Start of Source text

Previous studies indicate that flexible footwear, which mimics the biomechanics of walking barefoot, results in decreased knee loads in patients with knee osteoarthritis (OA) during walking. However, the effect of flexible footwear on other activities of daily living, such as descending stairs, remains unclear. Our objective was to evaluate the influence of inexpensive and minimalist footwear (Moleca) on knee adduction moment (KAM) during stair descent of elderly women with and without knee OA.


Thirty-four elderly women were equally divided into an OA group and a control group (CG). Stair descent was evaluated in barefoot condition, while wearing the Moleca, and while wearing heeled shoes. Kinematics and ground reaction forces were measured to calculate KAM by using inverse dynamics.

End of Source text
Start of Provided material

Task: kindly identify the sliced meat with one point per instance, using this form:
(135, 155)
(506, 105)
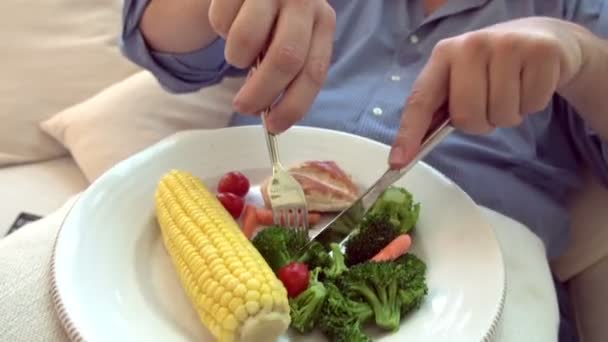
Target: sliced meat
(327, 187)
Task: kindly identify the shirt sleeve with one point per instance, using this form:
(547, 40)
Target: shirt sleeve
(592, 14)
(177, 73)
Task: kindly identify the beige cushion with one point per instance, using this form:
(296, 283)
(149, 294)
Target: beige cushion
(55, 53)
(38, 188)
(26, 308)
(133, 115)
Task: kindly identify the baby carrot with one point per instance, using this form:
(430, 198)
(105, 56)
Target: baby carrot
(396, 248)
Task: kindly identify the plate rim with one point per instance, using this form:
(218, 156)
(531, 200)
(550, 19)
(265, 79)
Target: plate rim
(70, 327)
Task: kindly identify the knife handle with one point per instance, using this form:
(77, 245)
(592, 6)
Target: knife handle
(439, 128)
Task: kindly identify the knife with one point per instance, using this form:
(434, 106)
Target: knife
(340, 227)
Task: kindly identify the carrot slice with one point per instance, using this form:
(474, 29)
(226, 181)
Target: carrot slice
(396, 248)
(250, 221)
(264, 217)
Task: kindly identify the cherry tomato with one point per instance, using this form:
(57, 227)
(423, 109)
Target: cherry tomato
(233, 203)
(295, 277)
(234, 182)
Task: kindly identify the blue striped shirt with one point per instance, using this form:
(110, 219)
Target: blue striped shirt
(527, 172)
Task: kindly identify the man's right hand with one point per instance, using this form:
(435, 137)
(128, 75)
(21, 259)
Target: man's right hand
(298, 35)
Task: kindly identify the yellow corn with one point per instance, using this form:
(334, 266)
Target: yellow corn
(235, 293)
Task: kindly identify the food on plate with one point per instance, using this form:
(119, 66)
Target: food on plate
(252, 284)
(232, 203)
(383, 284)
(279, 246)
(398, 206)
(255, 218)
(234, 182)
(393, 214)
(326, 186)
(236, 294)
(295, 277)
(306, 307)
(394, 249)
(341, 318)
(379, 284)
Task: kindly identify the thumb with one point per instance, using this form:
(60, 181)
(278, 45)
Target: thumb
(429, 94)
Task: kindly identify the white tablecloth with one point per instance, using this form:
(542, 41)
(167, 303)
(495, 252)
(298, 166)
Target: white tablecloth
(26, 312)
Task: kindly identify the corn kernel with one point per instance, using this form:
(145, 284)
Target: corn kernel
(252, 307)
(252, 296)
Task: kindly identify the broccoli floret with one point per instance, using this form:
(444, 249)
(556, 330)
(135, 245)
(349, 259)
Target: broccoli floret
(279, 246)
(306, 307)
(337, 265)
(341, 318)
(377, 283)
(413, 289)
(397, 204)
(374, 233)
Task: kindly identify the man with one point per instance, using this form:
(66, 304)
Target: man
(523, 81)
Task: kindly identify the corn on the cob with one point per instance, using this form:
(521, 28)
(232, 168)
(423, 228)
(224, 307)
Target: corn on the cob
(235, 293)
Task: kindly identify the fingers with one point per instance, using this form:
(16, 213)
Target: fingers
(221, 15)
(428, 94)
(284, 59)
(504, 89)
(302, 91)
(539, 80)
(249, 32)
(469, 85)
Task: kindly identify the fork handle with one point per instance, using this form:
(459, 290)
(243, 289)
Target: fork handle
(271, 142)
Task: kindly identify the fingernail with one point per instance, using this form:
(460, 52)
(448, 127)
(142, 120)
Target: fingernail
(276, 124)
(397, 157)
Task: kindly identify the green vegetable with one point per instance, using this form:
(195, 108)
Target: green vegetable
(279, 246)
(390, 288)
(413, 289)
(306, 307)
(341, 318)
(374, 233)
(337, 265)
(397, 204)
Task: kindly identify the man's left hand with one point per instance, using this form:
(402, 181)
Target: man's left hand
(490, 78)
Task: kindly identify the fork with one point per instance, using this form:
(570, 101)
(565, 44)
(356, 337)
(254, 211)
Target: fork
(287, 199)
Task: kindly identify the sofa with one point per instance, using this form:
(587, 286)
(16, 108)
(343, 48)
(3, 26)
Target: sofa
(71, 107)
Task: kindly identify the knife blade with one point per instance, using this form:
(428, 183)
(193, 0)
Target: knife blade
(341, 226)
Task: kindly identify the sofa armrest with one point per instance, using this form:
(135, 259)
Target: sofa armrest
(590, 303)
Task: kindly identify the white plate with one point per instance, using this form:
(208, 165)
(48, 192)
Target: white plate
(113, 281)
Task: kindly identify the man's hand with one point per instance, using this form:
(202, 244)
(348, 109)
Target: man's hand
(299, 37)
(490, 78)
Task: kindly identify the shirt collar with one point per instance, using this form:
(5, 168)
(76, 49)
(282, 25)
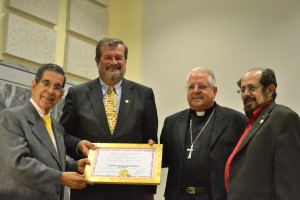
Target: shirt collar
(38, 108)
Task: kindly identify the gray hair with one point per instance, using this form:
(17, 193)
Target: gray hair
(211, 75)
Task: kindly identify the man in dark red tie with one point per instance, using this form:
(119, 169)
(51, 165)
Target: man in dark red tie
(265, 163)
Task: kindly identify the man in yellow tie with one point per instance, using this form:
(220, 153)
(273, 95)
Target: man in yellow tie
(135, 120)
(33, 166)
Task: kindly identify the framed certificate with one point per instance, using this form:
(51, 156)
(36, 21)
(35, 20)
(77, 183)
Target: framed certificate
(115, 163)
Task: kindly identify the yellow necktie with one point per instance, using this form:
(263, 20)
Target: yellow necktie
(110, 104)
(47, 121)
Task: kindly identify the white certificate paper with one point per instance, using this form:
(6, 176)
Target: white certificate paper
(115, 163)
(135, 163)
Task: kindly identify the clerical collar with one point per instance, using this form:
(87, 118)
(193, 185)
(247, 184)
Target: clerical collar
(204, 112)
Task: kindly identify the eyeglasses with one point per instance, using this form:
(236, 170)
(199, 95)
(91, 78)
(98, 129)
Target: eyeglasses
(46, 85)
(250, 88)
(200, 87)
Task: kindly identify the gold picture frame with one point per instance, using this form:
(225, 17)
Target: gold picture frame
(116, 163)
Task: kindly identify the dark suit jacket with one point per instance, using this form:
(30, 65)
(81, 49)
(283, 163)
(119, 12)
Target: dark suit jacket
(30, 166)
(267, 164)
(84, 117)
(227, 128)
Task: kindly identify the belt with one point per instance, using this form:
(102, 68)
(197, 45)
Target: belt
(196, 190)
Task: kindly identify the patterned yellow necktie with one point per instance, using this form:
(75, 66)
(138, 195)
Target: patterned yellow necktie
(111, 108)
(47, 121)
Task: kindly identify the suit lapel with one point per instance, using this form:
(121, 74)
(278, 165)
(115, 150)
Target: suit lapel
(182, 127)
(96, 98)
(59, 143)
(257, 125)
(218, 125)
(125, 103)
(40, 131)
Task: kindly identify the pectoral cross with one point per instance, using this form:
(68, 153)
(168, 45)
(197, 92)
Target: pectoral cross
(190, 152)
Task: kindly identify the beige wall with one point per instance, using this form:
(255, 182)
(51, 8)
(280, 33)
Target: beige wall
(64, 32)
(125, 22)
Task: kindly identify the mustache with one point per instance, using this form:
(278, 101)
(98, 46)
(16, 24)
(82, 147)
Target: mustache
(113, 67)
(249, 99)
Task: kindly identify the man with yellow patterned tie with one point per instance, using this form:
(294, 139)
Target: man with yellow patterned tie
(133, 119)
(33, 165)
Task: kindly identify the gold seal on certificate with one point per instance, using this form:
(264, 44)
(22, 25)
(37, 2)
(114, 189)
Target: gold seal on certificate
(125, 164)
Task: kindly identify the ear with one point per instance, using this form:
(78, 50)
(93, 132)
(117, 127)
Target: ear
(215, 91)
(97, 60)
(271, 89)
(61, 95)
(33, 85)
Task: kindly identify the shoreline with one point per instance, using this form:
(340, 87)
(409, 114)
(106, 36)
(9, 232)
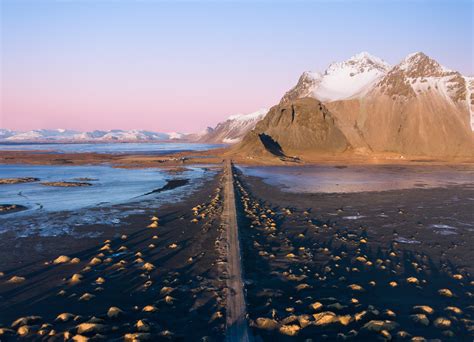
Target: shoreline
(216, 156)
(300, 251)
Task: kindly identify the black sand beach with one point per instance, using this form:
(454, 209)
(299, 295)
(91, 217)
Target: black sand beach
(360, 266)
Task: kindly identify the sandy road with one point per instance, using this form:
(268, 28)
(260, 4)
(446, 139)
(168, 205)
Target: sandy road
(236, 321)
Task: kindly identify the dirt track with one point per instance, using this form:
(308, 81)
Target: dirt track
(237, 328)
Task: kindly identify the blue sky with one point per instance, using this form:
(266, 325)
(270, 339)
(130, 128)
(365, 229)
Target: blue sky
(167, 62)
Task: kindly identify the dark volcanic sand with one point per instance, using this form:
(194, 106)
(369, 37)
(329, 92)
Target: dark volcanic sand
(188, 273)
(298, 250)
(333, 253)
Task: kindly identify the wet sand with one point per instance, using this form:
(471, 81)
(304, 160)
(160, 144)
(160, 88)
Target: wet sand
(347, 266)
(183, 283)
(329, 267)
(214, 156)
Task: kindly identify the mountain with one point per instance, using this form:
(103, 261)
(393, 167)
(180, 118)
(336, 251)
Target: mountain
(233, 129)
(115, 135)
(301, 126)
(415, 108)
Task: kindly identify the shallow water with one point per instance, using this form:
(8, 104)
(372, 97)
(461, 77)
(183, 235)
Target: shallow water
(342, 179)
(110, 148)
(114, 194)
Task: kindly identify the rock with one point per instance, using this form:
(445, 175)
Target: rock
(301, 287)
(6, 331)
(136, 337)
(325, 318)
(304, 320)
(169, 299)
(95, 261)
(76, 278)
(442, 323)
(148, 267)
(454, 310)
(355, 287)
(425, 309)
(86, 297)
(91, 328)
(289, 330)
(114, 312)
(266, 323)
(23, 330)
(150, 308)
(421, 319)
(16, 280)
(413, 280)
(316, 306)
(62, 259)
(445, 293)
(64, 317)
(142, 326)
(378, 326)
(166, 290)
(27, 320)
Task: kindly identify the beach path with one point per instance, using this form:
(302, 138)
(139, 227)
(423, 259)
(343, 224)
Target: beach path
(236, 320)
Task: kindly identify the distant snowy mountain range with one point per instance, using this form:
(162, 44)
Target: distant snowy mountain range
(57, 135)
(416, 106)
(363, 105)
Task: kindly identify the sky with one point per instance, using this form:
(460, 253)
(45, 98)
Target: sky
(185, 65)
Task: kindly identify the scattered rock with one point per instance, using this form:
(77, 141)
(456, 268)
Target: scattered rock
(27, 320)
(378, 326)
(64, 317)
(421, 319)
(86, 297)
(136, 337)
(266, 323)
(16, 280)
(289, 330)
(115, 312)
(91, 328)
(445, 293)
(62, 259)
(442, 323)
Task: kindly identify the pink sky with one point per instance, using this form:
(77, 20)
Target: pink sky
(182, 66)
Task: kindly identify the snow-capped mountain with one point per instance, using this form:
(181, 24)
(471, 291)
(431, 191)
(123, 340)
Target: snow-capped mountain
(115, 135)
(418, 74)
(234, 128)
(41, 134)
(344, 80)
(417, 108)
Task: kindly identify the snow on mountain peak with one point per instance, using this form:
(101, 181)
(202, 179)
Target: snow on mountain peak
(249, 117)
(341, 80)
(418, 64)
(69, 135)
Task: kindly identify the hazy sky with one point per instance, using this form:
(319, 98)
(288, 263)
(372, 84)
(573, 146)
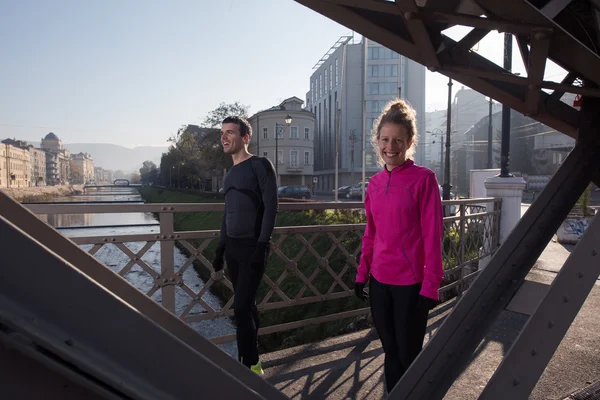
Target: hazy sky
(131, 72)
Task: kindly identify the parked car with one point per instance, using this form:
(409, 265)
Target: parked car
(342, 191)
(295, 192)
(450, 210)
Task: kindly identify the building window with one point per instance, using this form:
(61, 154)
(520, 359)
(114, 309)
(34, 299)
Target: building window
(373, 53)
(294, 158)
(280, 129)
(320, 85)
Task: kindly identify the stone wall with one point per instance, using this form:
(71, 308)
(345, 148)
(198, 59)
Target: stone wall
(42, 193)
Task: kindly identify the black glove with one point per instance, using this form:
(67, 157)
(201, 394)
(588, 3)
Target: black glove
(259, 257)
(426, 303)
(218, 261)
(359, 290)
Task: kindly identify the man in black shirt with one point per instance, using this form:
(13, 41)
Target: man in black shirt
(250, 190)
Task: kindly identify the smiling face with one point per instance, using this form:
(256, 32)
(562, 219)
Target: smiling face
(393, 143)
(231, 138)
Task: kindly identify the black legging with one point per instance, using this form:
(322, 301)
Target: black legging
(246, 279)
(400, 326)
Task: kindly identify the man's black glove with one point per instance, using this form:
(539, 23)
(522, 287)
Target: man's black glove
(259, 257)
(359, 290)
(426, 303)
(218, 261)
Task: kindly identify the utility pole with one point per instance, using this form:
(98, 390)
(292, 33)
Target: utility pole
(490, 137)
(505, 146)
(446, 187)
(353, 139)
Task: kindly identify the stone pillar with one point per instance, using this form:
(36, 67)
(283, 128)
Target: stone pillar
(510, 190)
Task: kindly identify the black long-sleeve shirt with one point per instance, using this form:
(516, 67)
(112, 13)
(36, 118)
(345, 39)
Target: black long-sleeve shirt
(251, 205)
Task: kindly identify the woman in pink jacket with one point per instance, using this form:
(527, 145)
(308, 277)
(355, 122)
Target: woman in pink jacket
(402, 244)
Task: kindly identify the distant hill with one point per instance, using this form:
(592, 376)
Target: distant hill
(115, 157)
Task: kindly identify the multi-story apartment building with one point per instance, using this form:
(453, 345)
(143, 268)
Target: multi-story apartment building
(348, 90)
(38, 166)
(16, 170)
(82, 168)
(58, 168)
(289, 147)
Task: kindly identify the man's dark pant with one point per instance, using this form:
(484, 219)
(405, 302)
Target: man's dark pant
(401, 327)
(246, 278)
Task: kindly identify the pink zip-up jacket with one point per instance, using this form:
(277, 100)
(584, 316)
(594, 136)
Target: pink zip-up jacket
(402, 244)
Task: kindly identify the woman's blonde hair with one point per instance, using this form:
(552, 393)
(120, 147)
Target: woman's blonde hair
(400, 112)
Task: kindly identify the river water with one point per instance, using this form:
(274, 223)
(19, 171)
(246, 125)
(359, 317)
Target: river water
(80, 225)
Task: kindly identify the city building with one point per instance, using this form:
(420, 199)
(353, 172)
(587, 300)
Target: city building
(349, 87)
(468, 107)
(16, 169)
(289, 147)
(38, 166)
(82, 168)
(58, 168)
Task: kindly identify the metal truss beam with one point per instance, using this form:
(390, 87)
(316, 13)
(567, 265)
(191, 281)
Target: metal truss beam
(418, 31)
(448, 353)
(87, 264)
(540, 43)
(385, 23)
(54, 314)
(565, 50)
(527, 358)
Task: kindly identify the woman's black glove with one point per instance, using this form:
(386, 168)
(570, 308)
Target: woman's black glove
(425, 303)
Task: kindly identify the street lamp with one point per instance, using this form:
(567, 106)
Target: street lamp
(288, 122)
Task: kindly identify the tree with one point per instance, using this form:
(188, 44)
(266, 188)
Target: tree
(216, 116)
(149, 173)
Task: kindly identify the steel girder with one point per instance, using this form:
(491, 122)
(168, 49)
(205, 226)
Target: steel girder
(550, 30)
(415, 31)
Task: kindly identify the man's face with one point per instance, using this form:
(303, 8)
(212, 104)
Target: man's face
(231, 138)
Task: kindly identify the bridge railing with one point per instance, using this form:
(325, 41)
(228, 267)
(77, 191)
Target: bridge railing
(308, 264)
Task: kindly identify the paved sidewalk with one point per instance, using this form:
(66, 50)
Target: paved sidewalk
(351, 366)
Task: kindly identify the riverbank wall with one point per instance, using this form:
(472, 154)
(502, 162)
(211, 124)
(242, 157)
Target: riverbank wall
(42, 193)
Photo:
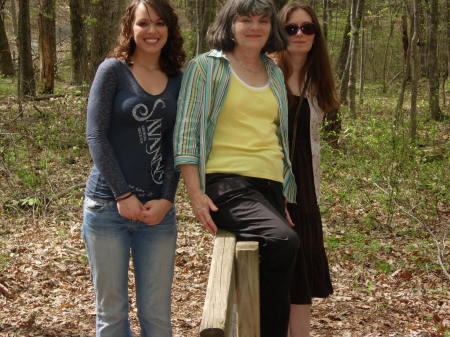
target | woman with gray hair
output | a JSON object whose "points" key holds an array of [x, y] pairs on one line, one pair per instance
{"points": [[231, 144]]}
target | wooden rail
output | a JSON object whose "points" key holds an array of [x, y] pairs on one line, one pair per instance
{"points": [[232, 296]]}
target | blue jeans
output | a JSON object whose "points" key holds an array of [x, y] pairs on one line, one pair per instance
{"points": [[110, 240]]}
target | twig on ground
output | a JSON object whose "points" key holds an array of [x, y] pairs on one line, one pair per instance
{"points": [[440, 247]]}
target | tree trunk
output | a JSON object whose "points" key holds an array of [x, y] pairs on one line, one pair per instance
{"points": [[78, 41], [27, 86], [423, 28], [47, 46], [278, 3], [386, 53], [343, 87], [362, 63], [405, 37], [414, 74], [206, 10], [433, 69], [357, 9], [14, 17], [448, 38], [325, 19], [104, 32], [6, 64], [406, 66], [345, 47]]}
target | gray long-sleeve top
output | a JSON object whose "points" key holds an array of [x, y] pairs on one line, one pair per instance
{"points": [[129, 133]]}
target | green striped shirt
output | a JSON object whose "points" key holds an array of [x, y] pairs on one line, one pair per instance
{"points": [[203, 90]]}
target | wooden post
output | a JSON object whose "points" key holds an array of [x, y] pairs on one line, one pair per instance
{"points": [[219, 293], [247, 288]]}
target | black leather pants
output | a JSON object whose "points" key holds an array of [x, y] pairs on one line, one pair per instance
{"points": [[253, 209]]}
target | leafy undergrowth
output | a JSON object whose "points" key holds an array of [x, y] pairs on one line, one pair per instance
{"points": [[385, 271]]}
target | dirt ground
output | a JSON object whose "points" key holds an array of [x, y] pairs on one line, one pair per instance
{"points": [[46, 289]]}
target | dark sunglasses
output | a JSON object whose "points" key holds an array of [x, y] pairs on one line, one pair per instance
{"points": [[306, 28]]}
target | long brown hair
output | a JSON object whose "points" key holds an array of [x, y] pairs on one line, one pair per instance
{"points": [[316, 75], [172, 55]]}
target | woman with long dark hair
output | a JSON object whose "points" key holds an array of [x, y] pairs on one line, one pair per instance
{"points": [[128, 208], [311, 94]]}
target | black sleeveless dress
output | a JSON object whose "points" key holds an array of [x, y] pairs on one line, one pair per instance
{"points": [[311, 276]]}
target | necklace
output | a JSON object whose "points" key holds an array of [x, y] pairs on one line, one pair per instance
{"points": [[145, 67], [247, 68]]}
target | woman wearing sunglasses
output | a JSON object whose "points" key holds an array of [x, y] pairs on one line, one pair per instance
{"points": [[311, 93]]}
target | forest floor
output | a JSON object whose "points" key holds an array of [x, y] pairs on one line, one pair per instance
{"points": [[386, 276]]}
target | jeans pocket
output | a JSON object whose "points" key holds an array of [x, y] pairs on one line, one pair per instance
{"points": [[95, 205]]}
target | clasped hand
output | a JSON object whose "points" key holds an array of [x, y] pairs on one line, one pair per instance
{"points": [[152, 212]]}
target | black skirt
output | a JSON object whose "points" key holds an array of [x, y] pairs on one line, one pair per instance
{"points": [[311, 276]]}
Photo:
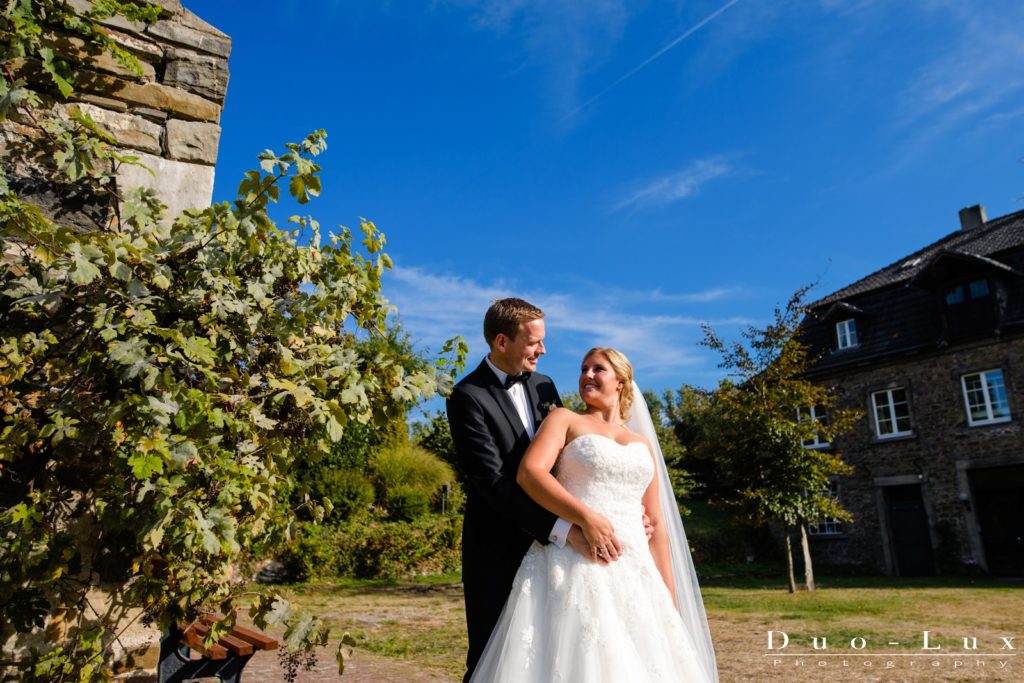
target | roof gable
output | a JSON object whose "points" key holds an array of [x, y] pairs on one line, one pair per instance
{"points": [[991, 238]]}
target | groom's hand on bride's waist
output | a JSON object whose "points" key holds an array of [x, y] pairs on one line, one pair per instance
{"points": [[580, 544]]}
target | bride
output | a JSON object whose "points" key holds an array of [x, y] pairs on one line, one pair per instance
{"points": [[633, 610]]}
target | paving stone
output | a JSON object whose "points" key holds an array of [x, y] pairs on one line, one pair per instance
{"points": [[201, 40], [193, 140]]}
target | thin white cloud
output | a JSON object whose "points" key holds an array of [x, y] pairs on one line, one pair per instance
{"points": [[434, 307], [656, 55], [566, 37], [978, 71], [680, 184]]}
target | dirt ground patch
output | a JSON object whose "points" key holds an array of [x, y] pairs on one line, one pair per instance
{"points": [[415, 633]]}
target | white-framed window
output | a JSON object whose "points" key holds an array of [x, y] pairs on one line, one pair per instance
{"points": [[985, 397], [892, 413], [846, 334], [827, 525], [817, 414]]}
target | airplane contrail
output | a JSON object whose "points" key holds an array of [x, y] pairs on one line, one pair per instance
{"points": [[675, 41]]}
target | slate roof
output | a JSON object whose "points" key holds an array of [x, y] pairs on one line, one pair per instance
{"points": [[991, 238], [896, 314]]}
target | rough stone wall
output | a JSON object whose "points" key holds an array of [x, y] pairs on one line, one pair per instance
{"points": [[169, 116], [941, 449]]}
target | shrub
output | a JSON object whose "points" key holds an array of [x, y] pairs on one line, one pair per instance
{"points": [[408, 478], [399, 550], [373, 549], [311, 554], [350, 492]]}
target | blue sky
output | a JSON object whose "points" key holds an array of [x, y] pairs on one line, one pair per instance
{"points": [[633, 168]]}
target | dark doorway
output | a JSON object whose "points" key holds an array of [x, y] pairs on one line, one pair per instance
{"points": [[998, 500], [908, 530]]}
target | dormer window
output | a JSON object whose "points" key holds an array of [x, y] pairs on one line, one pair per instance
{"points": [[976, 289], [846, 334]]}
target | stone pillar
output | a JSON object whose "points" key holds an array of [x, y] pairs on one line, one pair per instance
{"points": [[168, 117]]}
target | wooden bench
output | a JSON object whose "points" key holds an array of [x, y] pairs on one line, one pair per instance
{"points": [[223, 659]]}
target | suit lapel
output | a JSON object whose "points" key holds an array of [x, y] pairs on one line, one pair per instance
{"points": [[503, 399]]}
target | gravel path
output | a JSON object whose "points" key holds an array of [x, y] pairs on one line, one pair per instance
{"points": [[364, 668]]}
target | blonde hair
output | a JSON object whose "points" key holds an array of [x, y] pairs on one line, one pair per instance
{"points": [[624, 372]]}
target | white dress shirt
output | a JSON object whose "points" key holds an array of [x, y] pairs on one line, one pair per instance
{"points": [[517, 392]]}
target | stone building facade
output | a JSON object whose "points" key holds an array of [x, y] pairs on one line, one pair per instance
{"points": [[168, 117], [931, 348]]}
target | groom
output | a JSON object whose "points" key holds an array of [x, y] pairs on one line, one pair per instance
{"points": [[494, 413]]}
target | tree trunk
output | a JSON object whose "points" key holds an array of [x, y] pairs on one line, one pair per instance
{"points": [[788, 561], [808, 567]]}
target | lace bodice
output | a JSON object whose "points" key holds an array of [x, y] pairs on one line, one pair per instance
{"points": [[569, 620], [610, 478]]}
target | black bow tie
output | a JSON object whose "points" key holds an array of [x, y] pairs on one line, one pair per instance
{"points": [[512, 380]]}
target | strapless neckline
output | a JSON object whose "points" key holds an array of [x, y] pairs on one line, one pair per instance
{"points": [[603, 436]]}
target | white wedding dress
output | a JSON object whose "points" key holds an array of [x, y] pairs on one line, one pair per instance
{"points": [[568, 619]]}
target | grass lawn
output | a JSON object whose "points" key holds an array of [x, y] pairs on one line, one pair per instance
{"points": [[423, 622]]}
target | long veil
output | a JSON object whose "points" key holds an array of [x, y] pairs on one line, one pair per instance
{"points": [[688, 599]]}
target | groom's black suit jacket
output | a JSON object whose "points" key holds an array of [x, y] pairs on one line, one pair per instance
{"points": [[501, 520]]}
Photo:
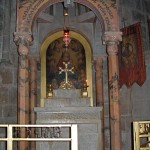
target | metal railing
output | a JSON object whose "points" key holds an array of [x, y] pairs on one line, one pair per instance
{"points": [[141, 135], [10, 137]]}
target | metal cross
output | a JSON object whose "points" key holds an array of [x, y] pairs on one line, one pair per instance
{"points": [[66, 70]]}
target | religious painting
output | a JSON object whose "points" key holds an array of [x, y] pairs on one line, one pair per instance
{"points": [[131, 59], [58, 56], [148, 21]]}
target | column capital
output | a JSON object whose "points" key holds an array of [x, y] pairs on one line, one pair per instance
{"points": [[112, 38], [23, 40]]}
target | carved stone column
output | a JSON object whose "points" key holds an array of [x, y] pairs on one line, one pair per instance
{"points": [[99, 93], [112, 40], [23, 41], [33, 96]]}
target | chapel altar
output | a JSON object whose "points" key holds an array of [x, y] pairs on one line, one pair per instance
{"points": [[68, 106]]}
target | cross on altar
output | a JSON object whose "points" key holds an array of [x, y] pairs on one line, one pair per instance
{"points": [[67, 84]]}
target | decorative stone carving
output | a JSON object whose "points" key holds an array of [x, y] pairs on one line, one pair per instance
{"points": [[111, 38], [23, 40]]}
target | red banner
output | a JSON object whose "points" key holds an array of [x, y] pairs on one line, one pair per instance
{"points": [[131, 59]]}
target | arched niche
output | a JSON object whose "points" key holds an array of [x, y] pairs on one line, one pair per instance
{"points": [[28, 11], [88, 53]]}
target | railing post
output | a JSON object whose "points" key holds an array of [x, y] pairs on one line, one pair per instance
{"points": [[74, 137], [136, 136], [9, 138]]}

End of Provided material

» **Activity list**
A) Rewrite the knee osteoarthritis abstract starting at "Thirty-four elderly women" and ending at "using inverse dynamics.", putting "high-heeled shoes" in place of "heeled shoes".
B) Please carry the knee osteoarthritis abstract on past its final sentence.

» **Numbered responses**
A)
Thirty-four elderly women were equally divided into an OA group and a control group (CG). Stair descent was evaluated in barefoot condition, while wearing the Moleca, and while wearing high-heeled shoes. Kinematics and ground reaction forces were measured to calculate KAM by using inverse dynamics.

B)
The OA group experienced a higher KAM during midstance under the barefoot condition (233.3%; P = 0.028), the Moleca (379.2%; P = 0.004), and heeled shoes (217.6%; P = 0.007). The OA group had a similar knee load during early, mid, and late stance with the Moleca compared with the barefoot condition. Heeled shoes increased the knee loads during the early-stance (versus barefoot [16.7%; P < 0.001] and versus the Moleca [15.5%; P < 0.001]), midstance (versus barefoot [8.6%; P = 0.014] and versus the Moleca [9.5%; P = 0.010]), and late-stance phase (versus barefoot [10.6%; P = 0.003] and versus the Moleca [9.2%; P < 0.001]). In the CG, the Moleca produced a knee load similar to the barefoot condition only during the early-stance phase.


Besides the general foot protection, the inexpensive and minimalist footwear contributes to decreasing knee loads in elderly women with OA during stair descent. The loads are similar to the barefoot condition and effectively decreased when compared with heeled shoes.